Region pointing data
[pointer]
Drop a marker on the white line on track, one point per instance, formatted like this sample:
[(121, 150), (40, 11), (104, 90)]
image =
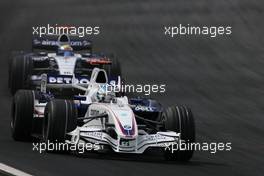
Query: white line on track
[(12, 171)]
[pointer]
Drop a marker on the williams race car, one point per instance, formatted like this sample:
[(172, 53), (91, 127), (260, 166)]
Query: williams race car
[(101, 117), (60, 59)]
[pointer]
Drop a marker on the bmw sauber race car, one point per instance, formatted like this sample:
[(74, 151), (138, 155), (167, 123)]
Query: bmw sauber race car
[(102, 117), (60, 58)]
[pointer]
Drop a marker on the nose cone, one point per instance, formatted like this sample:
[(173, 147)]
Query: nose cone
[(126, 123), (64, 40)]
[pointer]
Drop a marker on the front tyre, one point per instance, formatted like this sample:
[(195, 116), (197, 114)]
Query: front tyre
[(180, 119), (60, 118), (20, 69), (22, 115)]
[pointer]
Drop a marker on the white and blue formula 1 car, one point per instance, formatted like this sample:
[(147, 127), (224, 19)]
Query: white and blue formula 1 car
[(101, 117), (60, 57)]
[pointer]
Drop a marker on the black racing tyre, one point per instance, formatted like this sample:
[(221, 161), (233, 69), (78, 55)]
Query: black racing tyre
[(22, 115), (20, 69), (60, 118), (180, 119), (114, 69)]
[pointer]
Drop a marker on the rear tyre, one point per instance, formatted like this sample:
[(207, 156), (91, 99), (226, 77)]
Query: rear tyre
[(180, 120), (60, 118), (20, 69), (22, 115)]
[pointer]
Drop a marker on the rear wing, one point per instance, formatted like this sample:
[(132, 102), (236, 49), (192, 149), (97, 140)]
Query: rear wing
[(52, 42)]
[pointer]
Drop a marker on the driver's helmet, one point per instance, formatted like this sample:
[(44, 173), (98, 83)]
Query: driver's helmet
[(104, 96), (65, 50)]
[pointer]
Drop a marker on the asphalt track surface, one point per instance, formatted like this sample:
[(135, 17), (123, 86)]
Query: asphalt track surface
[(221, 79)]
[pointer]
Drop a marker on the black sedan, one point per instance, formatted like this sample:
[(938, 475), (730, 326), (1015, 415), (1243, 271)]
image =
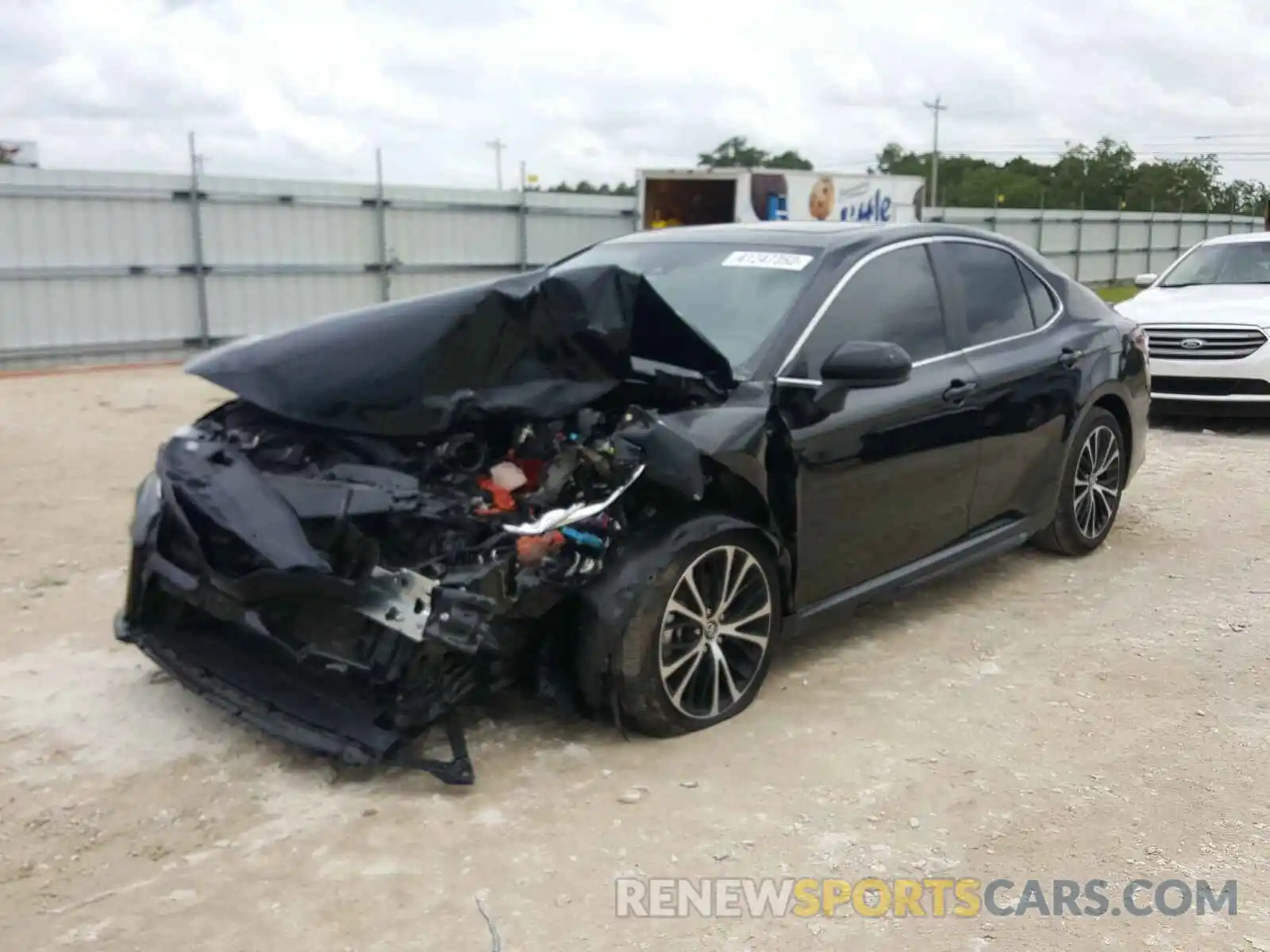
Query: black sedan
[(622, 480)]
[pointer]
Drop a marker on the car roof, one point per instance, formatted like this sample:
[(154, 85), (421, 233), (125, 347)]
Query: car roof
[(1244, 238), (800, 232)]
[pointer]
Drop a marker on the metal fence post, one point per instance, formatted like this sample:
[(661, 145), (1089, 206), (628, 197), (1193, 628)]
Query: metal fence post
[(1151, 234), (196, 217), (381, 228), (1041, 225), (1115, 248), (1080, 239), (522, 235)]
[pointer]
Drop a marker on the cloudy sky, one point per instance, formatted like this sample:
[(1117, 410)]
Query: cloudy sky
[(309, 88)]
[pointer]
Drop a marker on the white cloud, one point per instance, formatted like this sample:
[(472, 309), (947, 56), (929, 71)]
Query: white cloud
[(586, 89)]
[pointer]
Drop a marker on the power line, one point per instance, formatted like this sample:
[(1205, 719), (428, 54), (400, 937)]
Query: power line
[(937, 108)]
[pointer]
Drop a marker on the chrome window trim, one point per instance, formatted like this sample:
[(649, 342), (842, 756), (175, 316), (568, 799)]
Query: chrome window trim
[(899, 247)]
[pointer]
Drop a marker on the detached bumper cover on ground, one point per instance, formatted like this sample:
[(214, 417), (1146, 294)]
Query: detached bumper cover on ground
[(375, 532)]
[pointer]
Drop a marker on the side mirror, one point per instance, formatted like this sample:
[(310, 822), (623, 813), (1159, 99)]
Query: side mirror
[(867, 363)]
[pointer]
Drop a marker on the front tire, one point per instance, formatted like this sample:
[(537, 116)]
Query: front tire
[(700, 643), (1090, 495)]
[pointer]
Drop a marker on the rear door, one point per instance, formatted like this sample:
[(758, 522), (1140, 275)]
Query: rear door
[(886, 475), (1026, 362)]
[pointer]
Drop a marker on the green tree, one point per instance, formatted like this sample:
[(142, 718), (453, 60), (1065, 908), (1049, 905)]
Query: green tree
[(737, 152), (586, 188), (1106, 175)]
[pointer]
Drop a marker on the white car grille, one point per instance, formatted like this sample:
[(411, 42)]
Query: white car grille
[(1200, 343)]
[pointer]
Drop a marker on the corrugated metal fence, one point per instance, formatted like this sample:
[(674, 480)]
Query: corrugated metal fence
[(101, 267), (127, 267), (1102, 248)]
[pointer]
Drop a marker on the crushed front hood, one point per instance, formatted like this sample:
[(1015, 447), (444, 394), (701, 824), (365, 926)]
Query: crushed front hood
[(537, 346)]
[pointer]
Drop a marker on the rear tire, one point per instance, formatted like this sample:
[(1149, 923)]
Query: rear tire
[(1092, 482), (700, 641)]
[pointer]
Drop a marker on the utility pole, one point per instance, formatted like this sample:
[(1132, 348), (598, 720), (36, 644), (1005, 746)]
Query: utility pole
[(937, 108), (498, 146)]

--

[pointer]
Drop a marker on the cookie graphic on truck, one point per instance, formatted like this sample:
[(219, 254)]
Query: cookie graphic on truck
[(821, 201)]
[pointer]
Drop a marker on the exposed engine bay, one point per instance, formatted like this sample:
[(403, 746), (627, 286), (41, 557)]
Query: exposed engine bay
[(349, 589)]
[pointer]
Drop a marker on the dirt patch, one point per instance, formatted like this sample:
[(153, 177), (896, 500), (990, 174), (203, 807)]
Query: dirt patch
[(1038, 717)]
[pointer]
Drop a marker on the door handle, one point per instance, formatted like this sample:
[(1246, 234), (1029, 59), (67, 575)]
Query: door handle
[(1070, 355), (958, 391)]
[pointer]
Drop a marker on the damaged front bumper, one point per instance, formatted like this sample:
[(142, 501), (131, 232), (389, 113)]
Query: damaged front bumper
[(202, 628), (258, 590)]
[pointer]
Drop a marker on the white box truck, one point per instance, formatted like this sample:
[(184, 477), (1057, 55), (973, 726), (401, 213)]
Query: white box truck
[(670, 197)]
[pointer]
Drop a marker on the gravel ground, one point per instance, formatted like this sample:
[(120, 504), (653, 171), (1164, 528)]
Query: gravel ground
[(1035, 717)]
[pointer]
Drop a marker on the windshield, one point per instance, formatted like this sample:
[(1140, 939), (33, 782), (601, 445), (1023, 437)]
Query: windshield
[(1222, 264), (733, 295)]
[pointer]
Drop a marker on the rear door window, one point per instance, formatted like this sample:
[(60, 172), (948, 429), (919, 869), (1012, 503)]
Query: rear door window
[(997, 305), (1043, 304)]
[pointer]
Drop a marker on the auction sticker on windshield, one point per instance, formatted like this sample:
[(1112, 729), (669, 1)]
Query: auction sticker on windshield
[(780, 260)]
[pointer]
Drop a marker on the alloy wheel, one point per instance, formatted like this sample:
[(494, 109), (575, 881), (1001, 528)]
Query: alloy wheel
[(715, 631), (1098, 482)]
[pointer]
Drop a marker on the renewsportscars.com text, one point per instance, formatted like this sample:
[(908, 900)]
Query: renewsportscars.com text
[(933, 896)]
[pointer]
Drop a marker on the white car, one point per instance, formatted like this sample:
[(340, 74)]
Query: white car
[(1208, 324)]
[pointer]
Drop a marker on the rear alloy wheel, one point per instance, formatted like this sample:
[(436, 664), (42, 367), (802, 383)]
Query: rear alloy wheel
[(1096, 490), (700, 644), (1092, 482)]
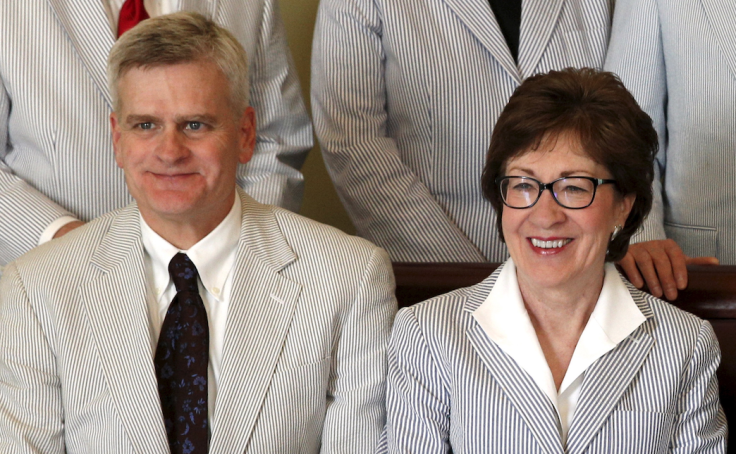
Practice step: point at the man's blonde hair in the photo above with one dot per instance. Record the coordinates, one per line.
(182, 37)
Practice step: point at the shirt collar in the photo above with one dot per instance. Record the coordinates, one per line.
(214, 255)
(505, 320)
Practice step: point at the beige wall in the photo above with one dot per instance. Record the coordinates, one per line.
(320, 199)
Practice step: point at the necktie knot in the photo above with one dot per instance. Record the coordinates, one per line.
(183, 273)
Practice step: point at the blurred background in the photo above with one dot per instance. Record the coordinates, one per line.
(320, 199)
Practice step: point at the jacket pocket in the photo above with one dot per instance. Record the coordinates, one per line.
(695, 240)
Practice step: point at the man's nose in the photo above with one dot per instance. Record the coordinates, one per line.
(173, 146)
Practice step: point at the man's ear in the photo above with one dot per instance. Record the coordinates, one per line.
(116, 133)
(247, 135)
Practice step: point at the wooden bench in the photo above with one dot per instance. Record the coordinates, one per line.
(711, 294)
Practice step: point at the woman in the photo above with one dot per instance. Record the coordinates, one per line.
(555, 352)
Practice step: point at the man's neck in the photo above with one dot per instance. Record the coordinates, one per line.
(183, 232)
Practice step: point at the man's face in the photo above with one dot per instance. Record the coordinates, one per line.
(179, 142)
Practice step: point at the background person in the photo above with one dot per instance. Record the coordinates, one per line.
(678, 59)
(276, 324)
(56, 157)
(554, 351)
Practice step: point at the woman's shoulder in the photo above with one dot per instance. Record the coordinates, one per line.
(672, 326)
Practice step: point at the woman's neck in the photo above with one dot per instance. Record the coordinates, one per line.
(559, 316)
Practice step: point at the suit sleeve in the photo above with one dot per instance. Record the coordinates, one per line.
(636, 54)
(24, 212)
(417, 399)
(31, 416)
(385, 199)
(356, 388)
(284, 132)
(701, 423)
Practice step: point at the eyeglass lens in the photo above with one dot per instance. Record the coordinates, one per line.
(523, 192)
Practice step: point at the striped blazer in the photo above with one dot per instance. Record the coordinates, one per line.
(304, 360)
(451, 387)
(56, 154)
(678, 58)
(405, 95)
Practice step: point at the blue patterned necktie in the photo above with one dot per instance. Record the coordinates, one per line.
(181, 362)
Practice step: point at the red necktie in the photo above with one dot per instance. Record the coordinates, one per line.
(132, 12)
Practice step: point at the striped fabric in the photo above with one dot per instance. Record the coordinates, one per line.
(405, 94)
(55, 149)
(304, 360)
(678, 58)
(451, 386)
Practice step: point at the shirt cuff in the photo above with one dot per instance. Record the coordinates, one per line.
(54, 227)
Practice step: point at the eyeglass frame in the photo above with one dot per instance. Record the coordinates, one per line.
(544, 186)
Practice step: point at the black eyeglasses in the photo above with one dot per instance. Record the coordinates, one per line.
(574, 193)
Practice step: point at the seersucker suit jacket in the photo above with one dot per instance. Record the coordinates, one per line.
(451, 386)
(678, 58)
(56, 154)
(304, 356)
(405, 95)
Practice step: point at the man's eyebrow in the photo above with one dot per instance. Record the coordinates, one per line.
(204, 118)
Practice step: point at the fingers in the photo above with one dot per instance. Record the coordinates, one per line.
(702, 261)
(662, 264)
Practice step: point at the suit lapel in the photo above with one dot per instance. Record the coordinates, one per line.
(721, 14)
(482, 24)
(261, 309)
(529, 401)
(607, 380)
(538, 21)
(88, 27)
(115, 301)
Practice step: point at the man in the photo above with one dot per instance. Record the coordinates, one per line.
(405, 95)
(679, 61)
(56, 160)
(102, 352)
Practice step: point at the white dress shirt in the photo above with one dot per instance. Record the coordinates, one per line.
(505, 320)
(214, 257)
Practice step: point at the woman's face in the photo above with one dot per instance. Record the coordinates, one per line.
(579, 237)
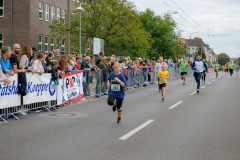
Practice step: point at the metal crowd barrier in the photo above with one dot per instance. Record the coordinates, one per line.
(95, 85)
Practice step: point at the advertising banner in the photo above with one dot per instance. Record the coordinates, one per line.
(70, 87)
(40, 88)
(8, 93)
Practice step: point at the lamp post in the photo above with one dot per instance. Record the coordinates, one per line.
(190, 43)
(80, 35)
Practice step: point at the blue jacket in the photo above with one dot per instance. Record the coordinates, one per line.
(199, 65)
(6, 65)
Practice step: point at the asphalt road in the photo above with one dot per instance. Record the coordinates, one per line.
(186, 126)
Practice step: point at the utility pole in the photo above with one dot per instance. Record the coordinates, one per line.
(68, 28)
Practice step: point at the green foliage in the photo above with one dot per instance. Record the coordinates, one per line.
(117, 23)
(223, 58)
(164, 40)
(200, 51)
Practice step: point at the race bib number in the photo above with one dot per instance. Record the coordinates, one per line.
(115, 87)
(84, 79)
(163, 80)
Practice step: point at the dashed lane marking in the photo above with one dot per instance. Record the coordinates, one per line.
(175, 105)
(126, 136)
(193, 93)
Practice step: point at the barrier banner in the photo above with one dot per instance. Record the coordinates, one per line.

* [What is needed]
What are the lines above, starting at the one with "Drop a marker on the car" and ending at the one with "[(661, 145), (1089, 206), (628, 197), (1193, 628)]"? Give them again exactly, and only them.

* [Response to the exercise]
Drop a marker on the car roof, one point per instance, formatted like this sample:
[(154, 85), (421, 233), (125, 347)]
Query: car roof
[(1244, 238), (800, 232)]
[pointer]
Drop a marker on the metal fence post, one point per instance, formatted like this sample:
[(661, 145), (1089, 206), (628, 197), (1193, 628)]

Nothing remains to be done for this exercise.